§ **SUPPLIED RECORDS**
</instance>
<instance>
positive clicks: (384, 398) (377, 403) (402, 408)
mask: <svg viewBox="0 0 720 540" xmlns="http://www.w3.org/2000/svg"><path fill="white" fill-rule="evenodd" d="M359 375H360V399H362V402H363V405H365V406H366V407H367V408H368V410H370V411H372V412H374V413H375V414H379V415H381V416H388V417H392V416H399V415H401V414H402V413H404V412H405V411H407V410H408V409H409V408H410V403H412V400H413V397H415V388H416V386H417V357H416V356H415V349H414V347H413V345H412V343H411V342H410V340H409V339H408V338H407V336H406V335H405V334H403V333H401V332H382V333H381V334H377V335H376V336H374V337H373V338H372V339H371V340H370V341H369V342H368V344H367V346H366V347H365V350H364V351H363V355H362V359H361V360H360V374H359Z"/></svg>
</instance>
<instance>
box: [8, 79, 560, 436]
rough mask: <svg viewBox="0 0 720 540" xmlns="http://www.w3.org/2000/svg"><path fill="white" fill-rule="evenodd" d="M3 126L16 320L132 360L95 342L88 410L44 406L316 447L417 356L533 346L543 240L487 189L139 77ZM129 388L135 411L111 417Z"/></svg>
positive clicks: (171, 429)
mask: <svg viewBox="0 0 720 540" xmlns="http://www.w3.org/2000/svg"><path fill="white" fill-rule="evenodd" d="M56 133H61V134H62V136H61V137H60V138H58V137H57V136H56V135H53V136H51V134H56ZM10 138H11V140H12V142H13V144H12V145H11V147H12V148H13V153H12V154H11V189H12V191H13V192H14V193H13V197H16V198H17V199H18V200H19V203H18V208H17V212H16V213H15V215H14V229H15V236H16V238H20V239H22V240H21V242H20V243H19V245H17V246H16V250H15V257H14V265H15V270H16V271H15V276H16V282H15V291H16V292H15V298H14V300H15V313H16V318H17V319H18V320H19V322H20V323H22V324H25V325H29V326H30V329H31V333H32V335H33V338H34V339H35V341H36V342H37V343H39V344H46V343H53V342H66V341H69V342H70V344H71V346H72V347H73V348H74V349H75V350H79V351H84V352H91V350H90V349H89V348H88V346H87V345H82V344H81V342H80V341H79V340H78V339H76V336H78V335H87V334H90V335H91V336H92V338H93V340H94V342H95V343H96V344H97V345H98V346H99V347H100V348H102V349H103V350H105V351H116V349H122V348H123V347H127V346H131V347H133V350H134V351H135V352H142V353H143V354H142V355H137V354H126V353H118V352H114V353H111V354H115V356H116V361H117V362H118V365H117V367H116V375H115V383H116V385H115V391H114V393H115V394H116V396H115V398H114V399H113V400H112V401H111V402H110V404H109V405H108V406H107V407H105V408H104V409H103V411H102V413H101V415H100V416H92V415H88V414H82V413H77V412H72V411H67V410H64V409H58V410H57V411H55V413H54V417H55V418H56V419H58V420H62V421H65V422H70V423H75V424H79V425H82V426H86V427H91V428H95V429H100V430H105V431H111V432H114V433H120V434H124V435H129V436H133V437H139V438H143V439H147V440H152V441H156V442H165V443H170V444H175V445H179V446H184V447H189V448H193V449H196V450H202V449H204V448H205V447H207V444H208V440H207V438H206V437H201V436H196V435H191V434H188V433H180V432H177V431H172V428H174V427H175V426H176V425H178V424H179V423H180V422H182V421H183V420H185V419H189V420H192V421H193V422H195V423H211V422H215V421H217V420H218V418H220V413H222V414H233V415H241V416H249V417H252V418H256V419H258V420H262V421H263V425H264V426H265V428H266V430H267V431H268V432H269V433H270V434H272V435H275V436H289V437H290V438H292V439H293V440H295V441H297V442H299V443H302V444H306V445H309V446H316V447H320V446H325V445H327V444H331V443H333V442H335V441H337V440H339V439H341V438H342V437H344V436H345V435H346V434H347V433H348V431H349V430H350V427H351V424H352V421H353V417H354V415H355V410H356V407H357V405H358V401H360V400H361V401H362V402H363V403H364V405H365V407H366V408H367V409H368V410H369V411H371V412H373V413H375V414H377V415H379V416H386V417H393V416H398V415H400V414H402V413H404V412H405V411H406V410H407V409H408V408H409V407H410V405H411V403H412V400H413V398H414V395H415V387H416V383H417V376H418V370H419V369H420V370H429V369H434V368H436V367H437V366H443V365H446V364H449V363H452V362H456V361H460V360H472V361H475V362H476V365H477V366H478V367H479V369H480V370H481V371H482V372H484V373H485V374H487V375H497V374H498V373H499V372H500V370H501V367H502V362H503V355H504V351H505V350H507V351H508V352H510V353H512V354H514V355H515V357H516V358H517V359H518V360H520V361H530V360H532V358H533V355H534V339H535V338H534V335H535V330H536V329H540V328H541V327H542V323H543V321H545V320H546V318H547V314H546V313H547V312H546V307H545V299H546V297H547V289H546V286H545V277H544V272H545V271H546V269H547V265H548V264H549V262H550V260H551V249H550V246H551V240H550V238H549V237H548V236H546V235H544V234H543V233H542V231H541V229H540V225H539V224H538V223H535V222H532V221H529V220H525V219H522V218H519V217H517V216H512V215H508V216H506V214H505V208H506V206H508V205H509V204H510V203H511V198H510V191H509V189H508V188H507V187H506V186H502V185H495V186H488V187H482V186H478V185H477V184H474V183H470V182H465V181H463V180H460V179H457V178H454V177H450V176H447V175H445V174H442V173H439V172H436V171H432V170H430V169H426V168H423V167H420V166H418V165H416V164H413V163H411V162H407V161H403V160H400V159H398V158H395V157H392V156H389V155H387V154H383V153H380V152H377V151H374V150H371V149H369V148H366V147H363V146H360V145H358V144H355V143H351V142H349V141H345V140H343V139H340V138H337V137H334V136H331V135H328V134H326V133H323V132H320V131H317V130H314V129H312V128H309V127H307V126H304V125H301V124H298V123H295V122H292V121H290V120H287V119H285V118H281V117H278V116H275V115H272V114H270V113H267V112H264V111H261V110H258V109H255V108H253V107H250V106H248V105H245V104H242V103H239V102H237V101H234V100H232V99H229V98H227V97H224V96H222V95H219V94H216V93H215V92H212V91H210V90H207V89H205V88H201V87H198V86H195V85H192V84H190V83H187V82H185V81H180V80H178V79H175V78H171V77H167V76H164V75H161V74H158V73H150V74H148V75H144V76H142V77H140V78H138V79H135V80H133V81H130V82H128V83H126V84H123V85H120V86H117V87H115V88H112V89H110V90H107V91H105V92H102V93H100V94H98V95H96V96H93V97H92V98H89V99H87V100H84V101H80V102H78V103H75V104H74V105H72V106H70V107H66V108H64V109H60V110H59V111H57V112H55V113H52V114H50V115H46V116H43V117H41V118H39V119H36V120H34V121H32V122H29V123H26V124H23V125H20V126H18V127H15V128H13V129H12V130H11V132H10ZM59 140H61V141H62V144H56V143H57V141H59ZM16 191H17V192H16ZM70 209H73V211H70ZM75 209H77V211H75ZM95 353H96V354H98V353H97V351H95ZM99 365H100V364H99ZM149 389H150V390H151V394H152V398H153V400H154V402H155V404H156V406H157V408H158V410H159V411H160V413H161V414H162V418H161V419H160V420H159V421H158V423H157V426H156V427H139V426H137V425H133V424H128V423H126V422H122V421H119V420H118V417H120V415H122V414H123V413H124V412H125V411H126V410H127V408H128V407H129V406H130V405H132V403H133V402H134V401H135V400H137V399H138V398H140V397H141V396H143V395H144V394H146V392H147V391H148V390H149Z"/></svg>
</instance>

§ **WHAT NEEDS TO BE DONE**
Make an exact copy of every record listed above.

§ **RESULT**
</instance>
<instance>
positive clicks: (384, 398) (377, 403) (402, 408)
mask: <svg viewBox="0 0 720 540" xmlns="http://www.w3.org/2000/svg"><path fill="white" fill-rule="evenodd" d="M359 375H360V399H362V402H363V405H365V406H366V407H367V408H368V410H370V411H372V412H374V413H375V414H379V415H381V416H388V417H392V416H399V415H401V414H402V413H404V412H405V411H407V410H408V409H409V408H410V403H412V400H413V397H415V388H416V386H417V357H416V356H415V349H414V347H413V345H412V343H411V342H410V340H409V339H408V338H407V336H406V335H405V334H403V333H401V332H382V333H381V334H377V335H376V336H374V337H373V338H372V339H371V340H370V341H369V342H368V344H367V346H366V347H365V350H364V351H363V355H362V359H361V360H360V374H359Z"/></svg>
</instance>
<instance>
box: [8, 79, 560, 436]
rough mask: <svg viewBox="0 0 720 540" xmlns="http://www.w3.org/2000/svg"><path fill="white" fill-rule="evenodd" d="M3 126L16 320L132 360L95 342L88 410L44 406L316 447L417 356L533 346L543 240L487 189L139 77ZM129 388L135 411L111 417Z"/></svg>
positive clicks: (171, 429)
mask: <svg viewBox="0 0 720 540" xmlns="http://www.w3.org/2000/svg"><path fill="white" fill-rule="evenodd" d="M56 133H61V134H62V136H61V137H60V138H58V137H57V136H56V135H53V136H51V134H56ZM10 138H11V140H12V142H13V144H12V145H11V147H12V148H13V153H12V154H11V189H12V191H13V192H14V193H13V197H16V198H17V199H18V200H19V203H18V208H17V212H16V213H15V215H14V229H15V236H16V238H20V239H22V240H21V242H20V243H19V245H17V246H16V250H15V257H14V265H15V270H16V271H15V276H16V282H15V291H16V292H15V298H14V300H15V313H16V318H17V319H18V320H19V322H20V323H22V324H25V325H29V326H30V329H31V333H32V335H33V338H34V339H35V341H36V342H37V343H39V344H46V343H53V342H66V341H69V342H70V344H71V346H72V347H73V348H74V349H75V350H79V351H84V352H91V350H90V349H89V348H88V346H87V345H82V344H81V342H80V341H79V340H78V339H76V336H78V335H87V334H90V335H91V336H92V338H93V340H94V342H95V343H96V344H97V345H98V346H99V347H100V348H102V349H103V350H105V351H116V349H122V348H123V347H127V346H131V347H133V350H134V351H135V352H142V353H143V354H142V355H137V354H126V353H118V352H114V353H111V354H115V356H116V361H117V362H118V365H117V367H116V375H115V383H116V385H115V391H114V393H115V394H116V396H115V398H114V399H113V400H112V401H111V402H110V404H109V405H108V406H107V407H105V408H104V409H103V411H102V413H101V415H100V416H92V415H88V414H82V413H77V412H72V411H67V410H64V409H58V410H57V411H55V413H54V417H55V418H56V419H58V420H62V421H65V422H70V423H75V424H79V425H82V426H86V427H91V428H95V429H100V430H105V431H111V432H114V433H120V434H124V435H129V436H133V437H139V438H143V439H147V440H152V441H156V442H165V443H170V444H175V445H179V446H184V447H189V448H193V449H196V450H202V449H204V448H205V447H207V444H208V440H207V438H206V437H201V436H196V435H191V434H188V433H180V432H177V431H172V428H174V427H175V426H176V425H178V424H179V423H180V422H182V421H183V420H185V419H189V420H192V421H193V422H195V423H211V422H215V421H217V420H218V418H220V413H222V414H233V415H241V416H249V417H252V418H256V419H258V420H262V421H263V425H264V426H265V428H266V430H267V431H268V432H269V433H270V434H272V435H275V436H289V437H290V438H292V439H293V440H295V441H297V442H299V443H302V444H306V445H309V446H316V447H320V446H325V445H327V444H331V443H333V442H335V441H337V440H339V439H341V438H342V437H344V436H345V435H346V434H347V433H348V431H349V430H350V427H351V424H352V421H353V417H354V415H355V410H356V407H357V405H358V401H360V400H361V401H362V402H363V403H364V405H365V407H366V408H367V409H368V410H369V411H371V412H373V413H375V414H377V415H379V416H386V417H393V416H398V415H400V414H402V413H404V412H405V411H406V410H407V409H408V408H409V407H410V405H411V403H412V400H413V398H414V395H415V387H416V383H417V376H418V370H419V369H420V370H429V369H434V368H436V367H437V366H443V365H446V364H449V363H452V362H456V361H460V360H472V361H475V362H476V365H477V366H478V367H479V369H480V370H481V371H482V372H484V373H485V374H487V375H497V374H498V373H499V372H500V370H501V367H502V362H503V355H504V351H505V350H507V351H508V352H510V353H512V354H514V355H515V357H516V358H517V359H518V360H520V361H530V360H532V358H533V355H534V339H535V338H534V335H535V330H536V329H540V328H541V327H542V323H543V321H545V320H546V318H547V314H546V313H547V312H546V307H545V299H546V297H547V289H546V286H545V277H544V272H545V271H546V269H547V265H548V264H549V262H550V260H551V249H550V246H551V240H550V238H549V237H548V236H546V235H544V234H543V233H542V231H541V229H540V225H539V224H538V223H535V222H532V221H529V220H525V219H522V218H519V217H517V216H512V215H508V216H506V214H505V208H506V206H508V205H509V204H510V203H511V198H510V191H509V189H508V188H507V187H506V186H502V185H495V186H488V187H482V186H478V185H477V184H474V183H470V182H465V181H463V180H460V179H457V178H454V177H450V176H447V175H445V174H442V173H439V172H436V171H432V170H430V169H426V168H423V167H420V166H418V165H416V164H413V163H411V162H407V161H403V160H400V159H398V158H395V157H392V156H389V155H387V154H383V153H380V152H377V151H374V150H371V149H369V148H366V147H363V146H360V145H358V144H355V143H351V142H349V141H345V140H343V139H340V138H337V137H334V136H331V135H328V134H326V133H323V132H320V131H317V130H314V129H312V128H309V127H307V126H304V125H301V124H298V123H295V122H292V121H290V120H287V119H285V118H281V117H278V116H275V115H272V114H270V113H267V112H264V111H261V110H258V109H255V108H253V107H250V106H248V105H245V104H242V103H239V102H237V101H234V100H232V99H229V98H227V97H224V96H222V95H219V94H216V93H215V92H212V91H210V90H207V89H205V88H201V87H198V86H195V85H192V84H190V83H187V82H185V81H180V80H178V79H175V78H171V77H167V76H164V75H161V74H158V73H150V74H148V75H144V76H142V77H140V78H138V79H135V80H133V81H130V82H128V83H126V84H123V85H120V86H117V87H115V88H112V89H110V90H107V91H105V92H102V93H100V94H98V95H96V96H93V97H92V98H89V99H87V100H84V101H80V102H78V103H75V104H74V105H72V106H70V107H66V108H64V109H60V110H59V111H57V112H55V113H52V114H50V115H46V116H43V117H41V118H39V119H36V120H34V121H32V122H29V123H26V124H23V125H20V126H18V127H15V128H13V129H12V130H11V132H10ZM59 140H61V141H62V144H56V143H57V141H59ZM16 191H17V192H16ZM70 209H73V211H70ZM75 209H77V211H75ZM95 353H96V354H98V353H97V351H95ZM99 365H100V364H99ZM149 389H150V390H151V394H152V398H153V400H154V402H155V404H156V406H157V408H158V410H159V411H160V413H161V414H162V418H161V419H160V420H159V421H158V423H157V426H156V427H139V426H137V425H133V424H128V423H126V422H122V421H119V420H118V417H120V415H122V414H123V413H124V412H125V411H126V410H127V408H128V407H129V406H130V405H132V403H133V402H134V401H135V400H137V399H138V398H140V397H141V396H143V395H144V394H146V392H147V391H148V390H149Z"/></svg>
</instance>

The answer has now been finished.